### TO BE DONE
Your task is to transcribe all of the records exactly and leave out the pictures.
____
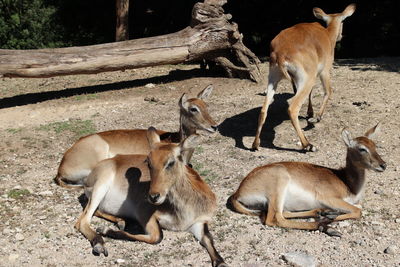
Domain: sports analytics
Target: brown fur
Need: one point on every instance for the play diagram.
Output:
(178, 199)
(83, 156)
(301, 54)
(280, 191)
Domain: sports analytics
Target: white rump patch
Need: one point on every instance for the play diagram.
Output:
(254, 202)
(299, 199)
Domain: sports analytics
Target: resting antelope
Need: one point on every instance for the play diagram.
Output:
(159, 191)
(83, 156)
(280, 191)
(301, 54)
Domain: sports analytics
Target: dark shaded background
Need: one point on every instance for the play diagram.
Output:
(372, 31)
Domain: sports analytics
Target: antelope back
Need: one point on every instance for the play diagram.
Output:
(194, 112)
(167, 164)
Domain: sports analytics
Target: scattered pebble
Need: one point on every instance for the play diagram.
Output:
(344, 224)
(19, 237)
(150, 85)
(46, 193)
(378, 192)
(7, 231)
(151, 99)
(120, 261)
(13, 257)
(299, 259)
(392, 249)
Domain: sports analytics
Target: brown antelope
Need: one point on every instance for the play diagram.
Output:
(159, 191)
(302, 53)
(280, 191)
(83, 156)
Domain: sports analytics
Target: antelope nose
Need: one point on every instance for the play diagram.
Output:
(154, 197)
(383, 166)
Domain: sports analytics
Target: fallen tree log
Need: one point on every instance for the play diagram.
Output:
(210, 37)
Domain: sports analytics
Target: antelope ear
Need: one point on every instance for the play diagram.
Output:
(346, 136)
(206, 92)
(152, 137)
(183, 103)
(371, 133)
(320, 14)
(348, 11)
(190, 142)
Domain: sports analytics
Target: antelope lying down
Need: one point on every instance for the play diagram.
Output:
(280, 191)
(83, 156)
(159, 191)
(301, 54)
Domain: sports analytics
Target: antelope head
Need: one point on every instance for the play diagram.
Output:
(362, 150)
(195, 111)
(167, 164)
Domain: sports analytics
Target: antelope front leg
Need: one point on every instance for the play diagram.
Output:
(294, 109)
(153, 230)
(350, 211)
(119, 221)
(201, 232)
(263, 115)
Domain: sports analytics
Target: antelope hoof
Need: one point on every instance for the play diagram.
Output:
(99, 249)
(331, 215)
(256, 145)
(121, 225)
(310, 148)
(332, 232)
(314, 120)
(102, 230)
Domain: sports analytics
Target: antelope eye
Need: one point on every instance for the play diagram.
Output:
(362, 150)
(147, 161)
(170, 164)
(193, 109)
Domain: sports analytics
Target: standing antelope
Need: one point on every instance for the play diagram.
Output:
(83, 156)
(159, 191)
(284, 190)
(301, 54)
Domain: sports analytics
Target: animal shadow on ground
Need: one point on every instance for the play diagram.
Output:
(133, 176)
(245, 124)
(37, 97)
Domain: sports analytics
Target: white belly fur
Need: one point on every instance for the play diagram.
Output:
(116, 203)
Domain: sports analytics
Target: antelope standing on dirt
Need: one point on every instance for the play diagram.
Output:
(159, 191)
(280, 191)
(83, 156)
(302, 53)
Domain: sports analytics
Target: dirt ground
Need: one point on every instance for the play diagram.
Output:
(41, 118)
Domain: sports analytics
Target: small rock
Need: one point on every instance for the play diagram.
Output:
(378, 192)
(13, 257)
(151, 99)
(299, 259)
(150, 85)
(19, 237)
(392, 249)
(377, 223)
(344, 224)
(120, 261)
(46, 193)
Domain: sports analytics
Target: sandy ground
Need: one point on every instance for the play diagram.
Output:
(41, 118)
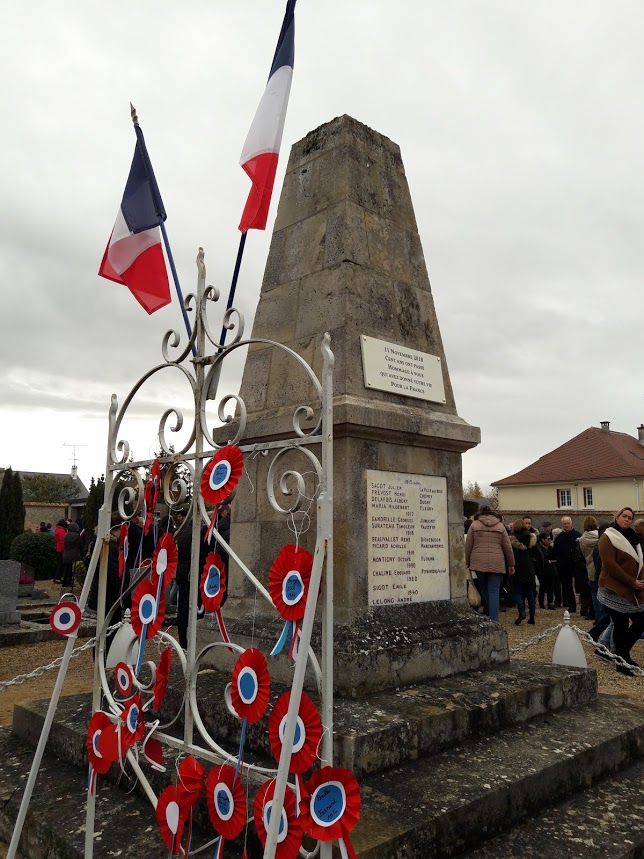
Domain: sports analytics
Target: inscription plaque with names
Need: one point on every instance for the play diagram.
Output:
(407, 538)
(399, 370)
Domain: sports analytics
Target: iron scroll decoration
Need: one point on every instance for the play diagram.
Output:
(287, 489)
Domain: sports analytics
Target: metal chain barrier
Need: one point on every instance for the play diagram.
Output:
(608, 654)
(38, 672)
(519, 648)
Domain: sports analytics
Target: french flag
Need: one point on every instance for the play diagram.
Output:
(261, 149)
(134, 255)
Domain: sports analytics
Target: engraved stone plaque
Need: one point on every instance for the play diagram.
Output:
(407, 538)
(399, 370)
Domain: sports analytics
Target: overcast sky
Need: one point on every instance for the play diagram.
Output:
(521, 131)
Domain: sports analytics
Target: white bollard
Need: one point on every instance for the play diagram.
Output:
(125, 645)
(568, 649)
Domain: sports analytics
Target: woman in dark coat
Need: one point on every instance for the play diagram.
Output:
(71, 553)
(523, 542)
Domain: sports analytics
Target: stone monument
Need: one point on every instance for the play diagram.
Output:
(346, 258)
(9, 582)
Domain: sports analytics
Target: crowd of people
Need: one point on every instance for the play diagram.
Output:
(602, 566)
(141, 549)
____
### RESULT FOR THIS TASK
Domain: sports analytics
Target: brown fur
Need: one point on every instance for the play diagram.
Output:
(178, 199)
(83, 156)
(301, 54)
(280, 191)
Domain: sports analytics
Target: white rump patch
Need: one point on every instance for the play diagram.
Output:
(254, 202)
(299, 199)
Domain: sports analytics
Target: resting antelope
Need: one point on every instance for the play diagram.
Output:
(159, 191)
(83, 156)
(280, 191)
(301, 54)
Domain: sports analytics
Target: dark shaded background
Need: one point on every instance for the play diagram.
Output:
(372, 31)
Domain: sports analytics
Target: antelope back
Need: one point on every instance for the play diagram.
Output:
(194, 112)
(167, 164)
Domain: sports analytics
Target: scattered pebble
Need: one point on every instance for the play diagram.
Output:
(344, 224)
(19, 237)
(150, 85)
(46, 193)
(378, 192)
(7, 231)
(151, 99)
(120, 261)
(13, 257)
(299, 259)
(392, 249)
Domain: sports analytics
Target: brown antelope
Need: one point on every instance for the play diagram.
Output:
(159, 191)
(302, 53)
(280, 191)
(83, 156)
Domain: sports analytics
Target: antelope nose
Need: one point on every instance for the play diagram.
Output:
(154, 197)
(383, 166)
Domain: sports analytics
Target: fallen tree log
Need: one point on every instance for the play diagram.
Output:
(210, 37)
Domain: sports analytics
Target: antelope ear
Need: one point on every instance for the play diagram.
Output:
(346, 136)
(206, 92)
(152, 137)
(183, 103)
(371, 133)
(320, 14)
(348, 11)
(190, 142)
Domain: sports analytics
Target: antelope lying down
Need: one point on every instance for the play diagram.
Output:
(280, 191)
(83, 156)
(159, 191)
(301, 54)
Domain: sports analytics
Target: antelope head
Need: one point on every instance for the play diagram.
Output:
(362, 150)
(195, 111)
(167, 164)
Domain: sports analytics
Target: antelope front leg
Need: one point on every instance for the play diagram.
Output:
(294, 109)
(153, 230)
(350, 211)
(119, 221)
(201, 232)
(263, 115)
Domain: sports analytics
Target: antelope hoof
Need: one point on every instance for the play diagram.
Output:
(99, 249)
(331, 215)
(256, 145)
(121, 225)
(310, 148)
(332, 232)
(314, 120)
(102, 230)
Domain: sports analytics
Target: antelope eye
Need: one point on every instance for the play diagram.
Output:
(362, 150)
(147, 161)
(170, 164)
(193, 109)
Domain: sports analytics
Target: standing antelope
Need: one point on every instance for the play diagram.
Output:
(83, 156)
(159, 191)
(284, 190)
(301, 54)
Domain: sports analytics
Target: animal shadow on ground
Need: one point on every instance for the play diagram.
Output:
(133, 176)
(245, 124)
(37, 97)
Domain: sports analytics
Target: white belly fur
Need: one point on every instance for the play diagram.
Output:
(116, 203)
Domain: sports analytics
Target: antelope standing on dirt
Need: one point on every instance for the play diagram.
Output:
(159, 191)
(280, 191)
(83, 156)
(302, 53)
Domain: sports analytics
Target: dirt ground
Need: one point on every instance for the play diagram.
Output:
(41, 118)
Domain: sports analytics
Target: small rock
Need: one point on every instance for the play diagram.
Output:
(378, 192)
(13, 257)
(151, 99)
(299, 259)
(150, 85)
(19, 237)
(392, 249)
(377, 223)
(344, 224)
(120, 261)
(46, 193)
Domain: sports analytics
Target: sandy ground
Need: one point on every instance for the play diagram.
Output:
(41, 118)
Domain: sports analytics
Target: inscription plaque with names
Need: one point on every instance for the play diagram.
Output:
(407, 538)
(399, 370)
Domain: sports analytics
Target: iron scroll decoration
Need: one point on every instance for the play diagram.
Output:
(287, 489)
Domain: sports analytics
Target: metal chain barrier
Need: one point on every instance for the play diagram.
Output:
(608, 654)
(38, 672)
(519, 648)
Domain: sports analytics
Target: french flag
Need: one point on every instance for the play diagram.
Output:
(261, 149)
(134, 255)
Domain: sports analytics
Target: engraved stone plaque
Need: one point on every instance for the play diagram.
Output:
(407, 538)
(399, 370)
Domain: sports analytics
Target: overcast sky
Need: one point on every instance for the play diagram.
Output:
(521, 131)
Domain: sports analytics
Target: white bollard
Need: one point on every instance for the play diagram.
Output:
(125, 645)
(568, 649)
Domain: sports analytics
Target: woman in dark coat
Need: one point on every instance for the play diagram.
Output:
(71, 553)
(523, 542)
Domain: sports analytics
Target: stone monument
Need: one point on every instance for the play diagram.
Output:
(346, 258)
(9, 582)
Domain: sports analytics
Target: crowd of people
Need: one point on every instance for the play diagram.
Output:
(602, 566)
(141, 549)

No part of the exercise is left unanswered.